**DOCUMENT SECTION:**
────────

Binns also has represented promoters in litigation and contract negotiations. He defended Don King against a claim filed by Mike Tyson’s attorneys and negotiated title bouts for Frank Bruno and Barry McGuigan.
Binns’ connections in the legal, boxing and political communities paved the way for his appointment to the Pennsylvania State Athletic Commission in the 1980s.
“It’s all a matter of networking,” Binns said. “One thing leads to another. One door closes and two more open.”
“TO YOU IT’S THANKSGIVING. TO ME, IT’S THURSDAY.”
Rocky’s take on holidays was less than enthusiastic, but he’s not the only one for whom Thanksgiving, Christmas and Easter are double-edged swords.
Joy is always tempered with grief for the families of police and firefighters who’ve lost their lives protecting the city. For more than a decade, Binns has dedicated much of his time to helping those families cope with loss and preserve the legacies of their loved ones.
Each Easter, Thanksgiving and Christmas, he joins leaders of the Fraternal Order of Police and dozens of cops in delivering holiday meals to slain officers’ families. He is also founder of the Hero Plaque Program.
“That developed because I owned a restaurant in the year 2000 at 13th and Locust,” he said. “I got it through a lawsuit. I hated it but I had to go to it.”
A local police sergeant often stopped there while making his rounds.
“One morning, he pointed out the window and said, ‘The night Danny Faulkner got killed, he was laying right there,’ ” Binns said.
The attorney came up with an idea to honor the slain officer by installing a plaque on the very spot. He called Faulkner’s widow to ask her approval. Maureen Faulkner consented and promised to attend the dedication ceremony in 2001.

────────

**ITEMS:**
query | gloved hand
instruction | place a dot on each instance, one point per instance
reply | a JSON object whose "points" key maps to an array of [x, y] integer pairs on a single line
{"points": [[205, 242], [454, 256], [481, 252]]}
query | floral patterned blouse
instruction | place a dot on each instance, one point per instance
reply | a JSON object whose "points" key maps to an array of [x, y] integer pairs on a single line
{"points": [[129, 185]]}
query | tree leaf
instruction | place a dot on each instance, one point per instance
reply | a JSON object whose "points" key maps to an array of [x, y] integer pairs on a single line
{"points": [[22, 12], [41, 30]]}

────────

**WORK INSTRUCTIONS:** Pick up the article about Binns after its last sentence and continue writing it. The rows above have no role in this.

**RESPONSE:**
“She flew back from California and about one thousand cops showed up,” Binns said.
In 13 years, the program has been responsible for installing 261 police and firefighter plaques throughout the city and surrounding counties and the Jersey Shore. Binns, who no longer owns the restaurant, has developed deep personal ties with slain police and firefighters’ families as well as active cops. He fights inside and outside the courtroom for their benefit.
He chairs of the annual Hero Thrill Show, which raises scholarship money for the children of slain police and firefighters. After a prior organizer cancelled the show in 2005, Binns formed a committee to renew the event in 2006.
He also helps active cops by raising money for new Highway Patrol motorcycles and Mounted Unit vehicles. His involvement has allowed him unique access to the closely guarded law enforcement community.
As a 68-year-old, the Highway unit allowed him to participate in its motorcycle training course, the one designated for cops, not the public.
“I went through the course and earned my wings,” he said.
In December, he completed an 11-month training and certification course at the Delaware County police academy.
“It was something that just occurred to me that I should emulate these officers that we honor through these terrific programs,” Binns said.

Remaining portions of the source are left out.